WRITTEN INSTRUCTION: Please print every one of the entries below verbatim, with nothing changed or left out.

THE RECORDS:
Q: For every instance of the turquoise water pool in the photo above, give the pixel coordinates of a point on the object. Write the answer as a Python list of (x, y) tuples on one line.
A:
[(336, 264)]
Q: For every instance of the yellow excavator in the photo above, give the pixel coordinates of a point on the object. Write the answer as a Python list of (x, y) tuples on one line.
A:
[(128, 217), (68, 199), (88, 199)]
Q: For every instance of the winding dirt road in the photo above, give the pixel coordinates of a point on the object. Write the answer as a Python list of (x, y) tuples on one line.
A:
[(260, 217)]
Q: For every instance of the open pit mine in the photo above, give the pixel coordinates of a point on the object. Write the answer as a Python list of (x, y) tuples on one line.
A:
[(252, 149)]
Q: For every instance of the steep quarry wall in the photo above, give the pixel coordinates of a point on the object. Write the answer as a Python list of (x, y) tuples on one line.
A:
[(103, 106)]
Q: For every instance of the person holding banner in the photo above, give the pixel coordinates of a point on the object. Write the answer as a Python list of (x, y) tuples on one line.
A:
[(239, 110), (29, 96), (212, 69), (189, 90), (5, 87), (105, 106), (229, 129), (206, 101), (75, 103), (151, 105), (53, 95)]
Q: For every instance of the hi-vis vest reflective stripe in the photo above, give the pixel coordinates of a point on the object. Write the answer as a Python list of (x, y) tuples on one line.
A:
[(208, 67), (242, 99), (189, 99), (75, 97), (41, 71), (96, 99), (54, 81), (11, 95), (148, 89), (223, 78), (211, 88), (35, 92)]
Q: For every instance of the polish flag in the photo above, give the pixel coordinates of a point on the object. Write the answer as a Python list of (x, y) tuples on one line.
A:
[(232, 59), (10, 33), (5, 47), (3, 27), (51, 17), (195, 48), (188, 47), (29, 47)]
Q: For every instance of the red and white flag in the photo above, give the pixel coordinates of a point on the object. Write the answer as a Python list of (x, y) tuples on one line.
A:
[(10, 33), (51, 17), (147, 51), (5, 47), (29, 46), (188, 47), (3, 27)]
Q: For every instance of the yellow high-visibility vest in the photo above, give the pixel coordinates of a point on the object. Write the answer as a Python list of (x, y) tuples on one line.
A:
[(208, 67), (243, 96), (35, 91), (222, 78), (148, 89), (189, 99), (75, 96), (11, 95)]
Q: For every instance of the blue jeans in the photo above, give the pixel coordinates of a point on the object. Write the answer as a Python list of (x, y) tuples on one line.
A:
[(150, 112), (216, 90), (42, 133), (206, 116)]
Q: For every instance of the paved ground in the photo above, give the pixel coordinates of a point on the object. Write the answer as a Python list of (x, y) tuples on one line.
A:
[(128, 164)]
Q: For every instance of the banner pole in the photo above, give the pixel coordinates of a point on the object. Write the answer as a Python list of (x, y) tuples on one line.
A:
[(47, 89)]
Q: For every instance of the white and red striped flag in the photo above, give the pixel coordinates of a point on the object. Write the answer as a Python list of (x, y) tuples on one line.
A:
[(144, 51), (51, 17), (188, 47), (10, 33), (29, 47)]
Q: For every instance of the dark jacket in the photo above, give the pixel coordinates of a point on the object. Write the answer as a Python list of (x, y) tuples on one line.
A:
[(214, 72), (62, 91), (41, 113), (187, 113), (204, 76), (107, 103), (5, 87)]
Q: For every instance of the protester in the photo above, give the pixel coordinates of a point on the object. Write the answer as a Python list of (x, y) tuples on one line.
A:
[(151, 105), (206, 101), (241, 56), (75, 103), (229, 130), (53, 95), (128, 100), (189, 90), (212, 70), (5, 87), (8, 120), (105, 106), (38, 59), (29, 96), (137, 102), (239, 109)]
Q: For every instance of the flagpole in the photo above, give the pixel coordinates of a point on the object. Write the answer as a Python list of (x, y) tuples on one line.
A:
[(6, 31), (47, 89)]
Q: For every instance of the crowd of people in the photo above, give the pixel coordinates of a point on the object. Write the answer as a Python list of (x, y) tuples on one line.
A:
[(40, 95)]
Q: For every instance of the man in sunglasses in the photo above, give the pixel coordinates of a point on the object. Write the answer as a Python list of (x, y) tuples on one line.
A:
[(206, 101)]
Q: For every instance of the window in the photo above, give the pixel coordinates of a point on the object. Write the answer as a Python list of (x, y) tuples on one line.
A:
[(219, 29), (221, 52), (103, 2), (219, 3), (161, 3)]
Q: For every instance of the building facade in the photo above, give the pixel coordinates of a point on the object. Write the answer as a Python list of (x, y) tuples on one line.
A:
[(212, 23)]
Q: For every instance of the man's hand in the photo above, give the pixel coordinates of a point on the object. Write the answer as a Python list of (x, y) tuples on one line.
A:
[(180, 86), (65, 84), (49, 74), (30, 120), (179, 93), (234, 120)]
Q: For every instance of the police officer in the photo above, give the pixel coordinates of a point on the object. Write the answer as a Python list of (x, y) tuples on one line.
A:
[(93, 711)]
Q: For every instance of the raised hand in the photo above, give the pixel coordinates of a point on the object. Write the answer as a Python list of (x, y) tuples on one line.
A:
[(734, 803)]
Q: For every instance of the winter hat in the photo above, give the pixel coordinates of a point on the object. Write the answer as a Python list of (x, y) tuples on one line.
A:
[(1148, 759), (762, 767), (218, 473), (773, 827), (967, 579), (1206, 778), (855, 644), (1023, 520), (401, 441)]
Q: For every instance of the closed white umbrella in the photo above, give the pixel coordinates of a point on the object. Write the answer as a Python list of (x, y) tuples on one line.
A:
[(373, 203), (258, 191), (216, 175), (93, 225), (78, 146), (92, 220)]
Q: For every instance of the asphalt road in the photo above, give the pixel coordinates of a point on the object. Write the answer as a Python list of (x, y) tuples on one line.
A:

EXERCISE ANSWER:
Q: For every instance of the turquoise water pool in the photo above, give the pixel coordinates of a point on the object. Write the answer as a Python list of (x, y) tuples on one line.
A:
[(336, 264)]
Q: For every instance of the yellow excavator in the photo above, give the pixel coordinates of a point on the object. Write the answer as a Python list of (x, y) tuples on one line.
A:
[(128, 217), (68, 199), (88, 199)]
Q: For every instance of the winding dirt road in the photo above, give the pixel coordinates of a point on the object. Write the answer as a Python list of (x, y) tuples on one line.
A:
[(260, 217)]
Q: For every instance of the open pit mine in the photo above, give the pixel coordinates of a point on the object. Write the answer as a Python list of (x, y) tuples on one line.
A:
[(252, 149)]
Q: For every instance of the steep quarry wall in the photo above, give the pixel coordinates of a point on the object. Write the answer as a Python list of (x, y) tuples on one line.
A:
[(103, 106)]
Q: For every instance of the person holding banner in the photo above, give the pixel coordinates of a point on the object. Write the answer as a Python list of (x, y) tuples on one line.
A:
[(239, 110), (29, 96), (212, 69), (189, 90), (5, 87), (105, 106), (229, 129), (206, 101), (75, 103), (151, 105), (53, 95)]
Q: For every instance of the hi-vis vest reflective stripe in the photo above, give the pixel coordinates of a point on the object. Write the answer as a Python list of (x, y) tuples on one line.
A:
[(208, 67), (242, 99), (189, 99), (75, 97), (41, 71), (96, 99), (54, 81), (11, 95), (148, 89), (223, 78), (211, 88), (35, 92)]
Q: For every instance of the polish flag in the photo above, give the pixel coordinates of a point on the object. Write the answer as a Python list of (x, y) tuples on one line.
A:
[(232, 59), (10, 33), (5, 47), (3, 27), (51, 17), (195, 48), (188, 47), (29, 47)]
Q: For every instance of the red and white flag in the photo above, give the pixel coordinates of a point on the object. Write the answer as a Python list of (x, y) tuples on one line.
A:
[(10, 33), (51, 17), (147, 51), (5, 47), (29, 46), (188, 47), (3, 27)]
Q: For every instance of the yellow high-visibility vest in the photo above, give the pixel coordinates of a point on the object. Write the answer as a Python list of (x, y) tuples on one line.
A:
[(208, 67), (243, 96), (35, 91), (222, 78), (148, 89), (189, 99), (75, 96), (11, 95)]
Q: For every instance of the blue jeans in the photo above, give the pixel coordinates of a point on the object. Write the answer as a Python list of (x, y) tuples on one line.
A:
[(150, 112), (216, 90), (42, 133), (206, 116)]
Q: For every instance of the paved ground in the photo above, give the pixel coordinates of a point on the object. Write the answer as a Python list of (x, y) tuples on one line.
A:
[(128, 164)]
Q: For every instance of the banner pole in the photo above, give the pixel coordinates of a point on the object. Write the answer as a Python list of (x, y) tuples on one line.
A:
[(47, 89)]
Q: For every instance of the white and red striped flag in the photo above, give the pixel coordinates of a point on the object. Write the answer as a Python list of (x, y) tuples on one line.
A:
[(144, 51), (51, 17), (188, 47), (10, 33), (29, 47)]
Q: For every instance of the dark jacket in the photo above, give the pixel coordinates of a point on the object. Write the answer as a Python list of (x, y) tuples on one line.
A:
[(214, 72), (62, 91), (41, 113), (187, 113), (204, 76), (107, 103), (5, 87)]
Q: For every instance of the protester in the photo above, give the pixel coordinates of a point on the object. Write the answer as a Python list of (x, y) tuples on one line.
A:
[(151, 105), (206, 101), (241, 56), (75, 103), (229, 130), (53, 95), (128, 100), (189, 90), (212, 70), (5, 87), (8, 120), (105, 106), (38, 59), (29, 96), (137, 102), (239, 109)]
Q: For every instance of the flagpole in the photo above, give the pixel coordinates of a point on the object. Write the answer as a Python list of (x, y) tuples on one line.
A:
[(6, 31), (47, 89)]
Q: For every instance of the crowd of people in the photo above, give the pixel coordinates of a point on the object. Write the answer as a Python list of (x, y) tuples on one line.
A:
[(40, 95)]
Q: For every instance of the man in sunglasses in the photo above, give the pixel coordinates of a point on the object. Write the answer as a Python list of (x, y) tuples on one line.
A:
[(206, 101)]
Q: For every instance of the window in the photo above, give the pixel coordinates of a point on the object. Write the answer as a Python list of (x, y) tuples on one line.
A:
[(219, 29), (221, 52), (103, 2), (219, 3), (161, 3)]
Q: For every instance of the building facade in the photo above, give the pixel coordinates of a point on the object. Write the answer as a Python list of (x, y) tuples on one line.
A:
[(212, 23)]
Q: For every instance of the man's hand in the photo above, give the pixel coordinates of a point on the object. Write the answer as a Python list of (x, y) tuples on one line.
A:
[(180, 86), (65, 84), (49, 74), (30, 120), (179, 93), (234, 120)]
Q: For every instance of the police officer in the photo above, give the pixel coordinates of a point on the object. Write the answer as a Python list of (x, y) tuples on one line.
A:
[(93, 711)]
Q: For every instance of the raised hand in the photo above, give the pixel coordinates of a point on the object. Write the answer as a Python list of (x, y) tuples on one line.
A:
[(734, 803)]
Q: For every instance of the winter hat in the photo above, give the pixel coordinates of a point on the object. Write the answer as a Python list of (x, y) tuples on one line.
A:
[(1148, 759), (762, 767), (218, 473), (773, 827), (967, 579), (1206, 778), (855, 644), (1023, 520), (401, 441)]
Q: For every instance of the closed white umbrella in the photo above, give the pixel coordinates of a point on the object. Write the answer as a Python list of (x, y) tuples on one line.
A:
[(373, 203), (258, 191), (216, 175), (93, 225), (78, 146), (92, 220)]
Q: For every instance of the asphalt road in the photo above, give the pixel coordinates of a point on the object. Write the answer as a Python list of (x, y) tuples on one line.
A:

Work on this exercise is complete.